WHAT NEEDS TO BE DONE » How many lines in the records below contain the word "purple"? Reply with the number alone.

PROVIDED DATA »
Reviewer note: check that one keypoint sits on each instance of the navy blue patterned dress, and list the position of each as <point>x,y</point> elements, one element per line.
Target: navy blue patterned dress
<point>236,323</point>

---

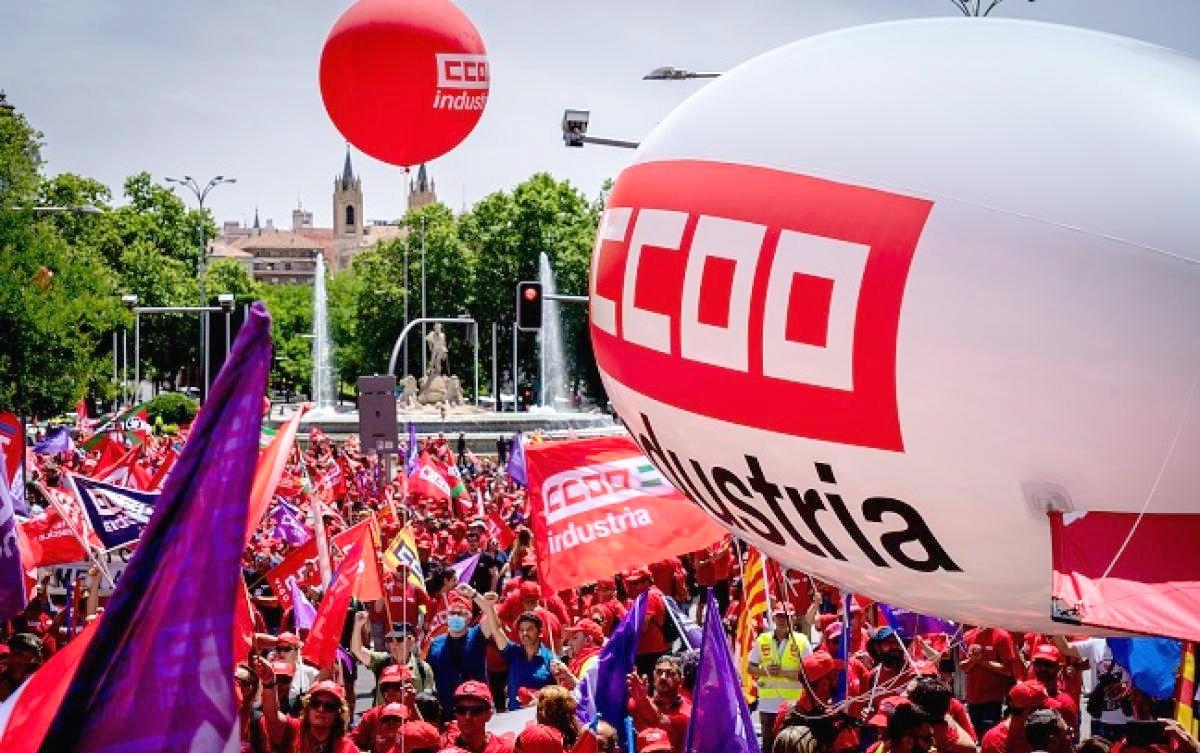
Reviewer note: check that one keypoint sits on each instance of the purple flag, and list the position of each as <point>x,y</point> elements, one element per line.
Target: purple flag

* * *

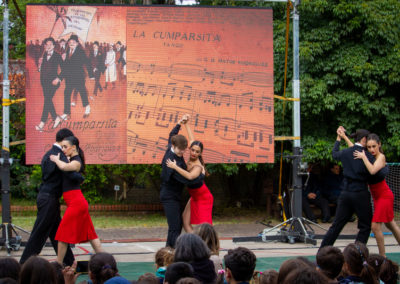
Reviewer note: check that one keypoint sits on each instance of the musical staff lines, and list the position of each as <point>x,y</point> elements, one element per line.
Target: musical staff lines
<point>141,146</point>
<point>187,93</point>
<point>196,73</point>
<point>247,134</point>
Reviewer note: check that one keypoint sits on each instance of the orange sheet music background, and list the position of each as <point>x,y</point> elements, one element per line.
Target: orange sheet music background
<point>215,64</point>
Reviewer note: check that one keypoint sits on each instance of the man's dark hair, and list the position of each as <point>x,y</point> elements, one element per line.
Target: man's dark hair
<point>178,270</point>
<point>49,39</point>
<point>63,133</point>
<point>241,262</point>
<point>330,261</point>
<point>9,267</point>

RESULT OF THIS TASK » 2